(Stored items from a collection)
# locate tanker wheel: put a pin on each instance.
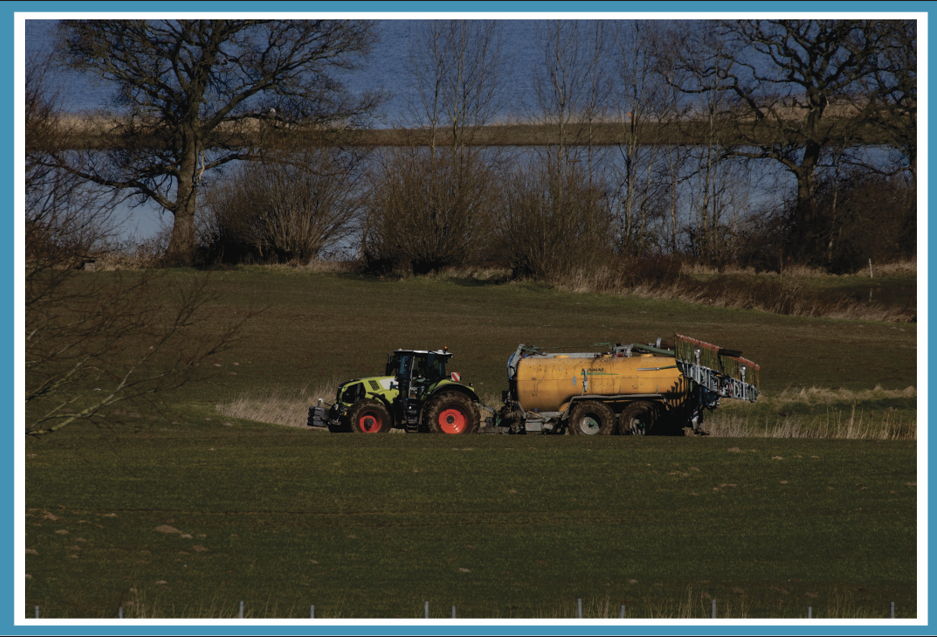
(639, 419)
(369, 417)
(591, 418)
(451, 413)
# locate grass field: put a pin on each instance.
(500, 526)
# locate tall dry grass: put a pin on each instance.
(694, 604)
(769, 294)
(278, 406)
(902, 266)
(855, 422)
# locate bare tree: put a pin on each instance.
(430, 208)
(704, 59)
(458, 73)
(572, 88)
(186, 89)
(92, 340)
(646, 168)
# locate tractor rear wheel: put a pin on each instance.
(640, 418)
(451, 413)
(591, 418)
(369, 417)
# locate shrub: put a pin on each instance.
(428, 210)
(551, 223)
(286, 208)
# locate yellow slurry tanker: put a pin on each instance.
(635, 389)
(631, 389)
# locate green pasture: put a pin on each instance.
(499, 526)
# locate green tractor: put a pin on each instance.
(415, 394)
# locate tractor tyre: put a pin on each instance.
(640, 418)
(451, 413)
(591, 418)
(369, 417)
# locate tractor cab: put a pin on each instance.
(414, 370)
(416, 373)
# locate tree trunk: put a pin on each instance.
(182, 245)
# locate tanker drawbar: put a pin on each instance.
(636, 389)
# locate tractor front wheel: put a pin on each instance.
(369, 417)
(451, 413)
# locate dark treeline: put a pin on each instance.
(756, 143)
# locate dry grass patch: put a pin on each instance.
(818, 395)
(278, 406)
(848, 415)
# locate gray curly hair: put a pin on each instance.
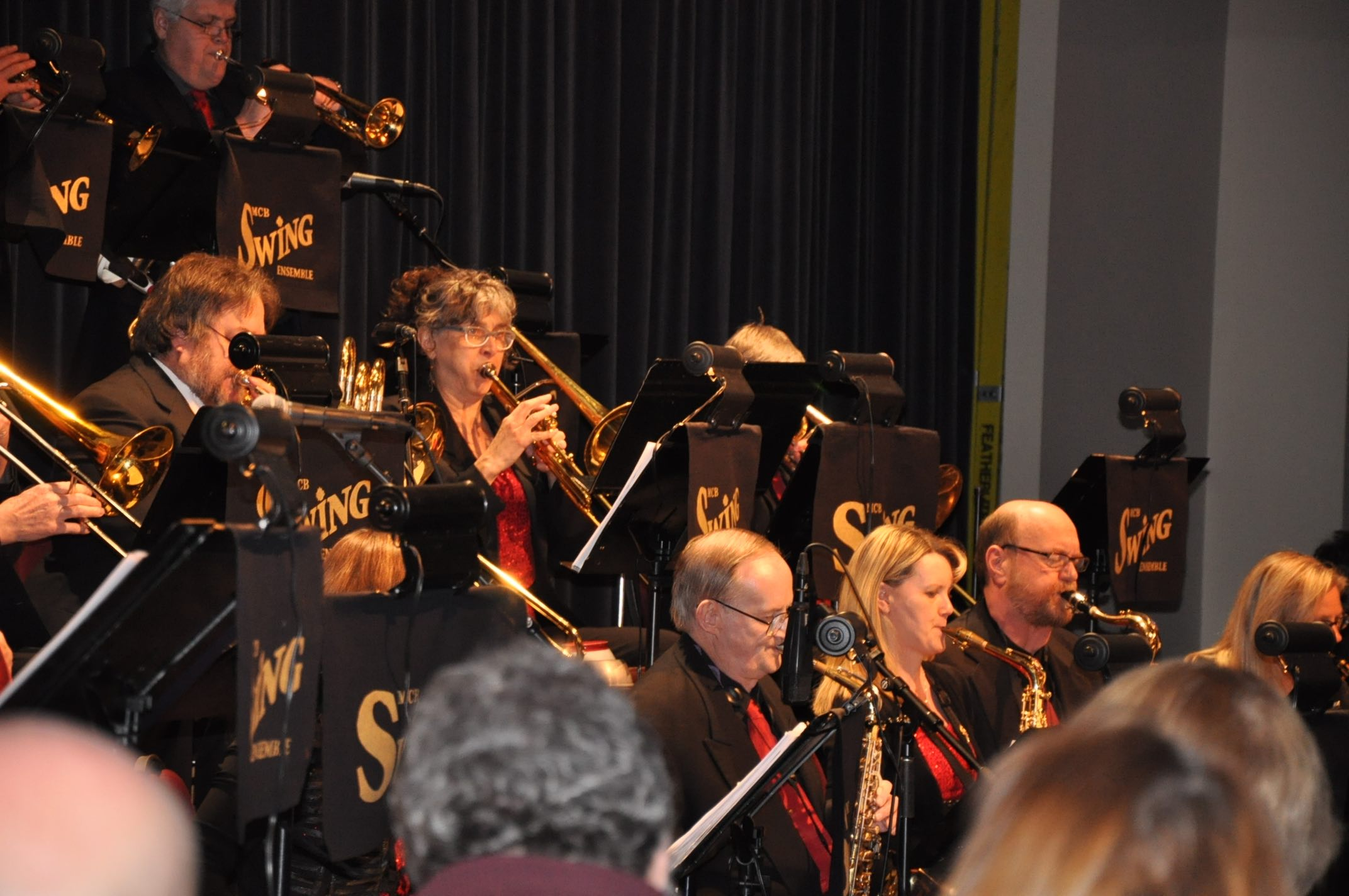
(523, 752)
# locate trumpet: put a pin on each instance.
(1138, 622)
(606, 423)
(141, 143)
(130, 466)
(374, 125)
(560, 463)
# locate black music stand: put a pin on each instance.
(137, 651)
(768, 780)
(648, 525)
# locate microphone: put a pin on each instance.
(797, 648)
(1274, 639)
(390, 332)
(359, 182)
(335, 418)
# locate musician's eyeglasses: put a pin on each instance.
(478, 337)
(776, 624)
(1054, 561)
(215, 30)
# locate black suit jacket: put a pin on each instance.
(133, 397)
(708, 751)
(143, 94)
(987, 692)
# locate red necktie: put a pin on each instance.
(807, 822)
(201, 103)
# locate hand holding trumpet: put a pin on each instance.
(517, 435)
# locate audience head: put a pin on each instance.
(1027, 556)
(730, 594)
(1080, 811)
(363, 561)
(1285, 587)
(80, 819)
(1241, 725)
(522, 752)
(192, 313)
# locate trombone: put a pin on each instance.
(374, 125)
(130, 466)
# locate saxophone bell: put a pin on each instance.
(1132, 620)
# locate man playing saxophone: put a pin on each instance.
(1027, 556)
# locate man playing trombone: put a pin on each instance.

▶ **Exercise requirements**:
No picture belongs in the copy. Print every entry above exactly as it stands.

▶ **Answer area**:
# locate tanker wheel: put a pin on each instance.
(639, 419)
(369, 417)
(591, 418)
(451, 413)
# locate grass field: put a pin on each instance.
(500, 526)
# locate tall dry grass: put a pin on each instance.
(694, 604)
(769, 294)
(278, 406)
(902, 266)
(855, 422)
# locate bare tree: put a pin on each instance.
(430, 208)
(704, 59)
(458, 73)
(572, 88)
(186, 89)
(92, 340)
(646, 168)
# locate tractor rear wheel: put a pin on each instance.
(640, 418)
(451, 413)
(591, 418)
(369, 417)
# locate shrub: put a pin on each instance.
(428, 210)
(551, 223)
(286, 208)
# locate yellow slurry tanker: put a pin on each instance.
(635, 389)
(631, 389)
# locate green pasture: put a pin on each instance.
(499, 526)
# locate green tractor: put a pin on each instance.
(415, 394)
# locate tractor tyre: put a pin on each instance.
(640, 418)
(451, 413)
(591, 418)
(369, 417)
# locate tractor cab: put a pin on each instance.
(414, 370)
(416, 373)
# locate tree trunk: put a pin on each instance.
(182, 245)
# locate tanker drawbar: put a pin on each instance.
(636, 389)
# locate tractor front wheel: put a pin on each instance.
(369, 417)
(451, 413)
# locate dark treeline: put a pin on each instance.
(756, 143)
# locate dry grass patch: put a pin on each instance.
(818, 395)
(278, 406)
(848, 415)
# locate gray curly hair: put a pin on each instance.
(523, 752)
# locate trumpet: put a pin on each instance.
(1138, 622)
(606, 423)
(141, 143)
(130, 466)
(374, 125)
(560, 463)
# locate black music stand: put a pin on each instance.
(137, 651)
(768, 780)
(648, 525)
# locate microphone: put a pin on each instance.
(797, 648)
(1274, 639)
(390, 332)
(359, 182)
(335, 418)
# locate musician's eyeglasses: put a pin on each instance.
(478, 337)
(776, 624)
(1054, 561)
(215, 30)
# locate black suit jacket: put a pin on each instance.
(133, 397)
(708, 751)
(143, 94)
(987, 692)
# locate red necktie: put a pin on each instance.
(807, 822)
(201, 103)
# locate hand holding trumpet: put a pin on each instance.
(517, 435)
# locate audience head: put a pin on each instance.
(1027, 556)
(730, 594)
(1080, 811)
(363, 561)
(1285, 587)
(80, 819)
(1241, 725)
(522, 752)
(192, 313)
# locate trombone: put a pin on each instance.
(374, 125)
(130, 466)
# locate saxophone bell: put a pin on each instance.
(1132, 620)
# locate man playing saxophone: put a pin on each instance.
(1027, 556)
# locate man playing trombone: put a pin on each instance.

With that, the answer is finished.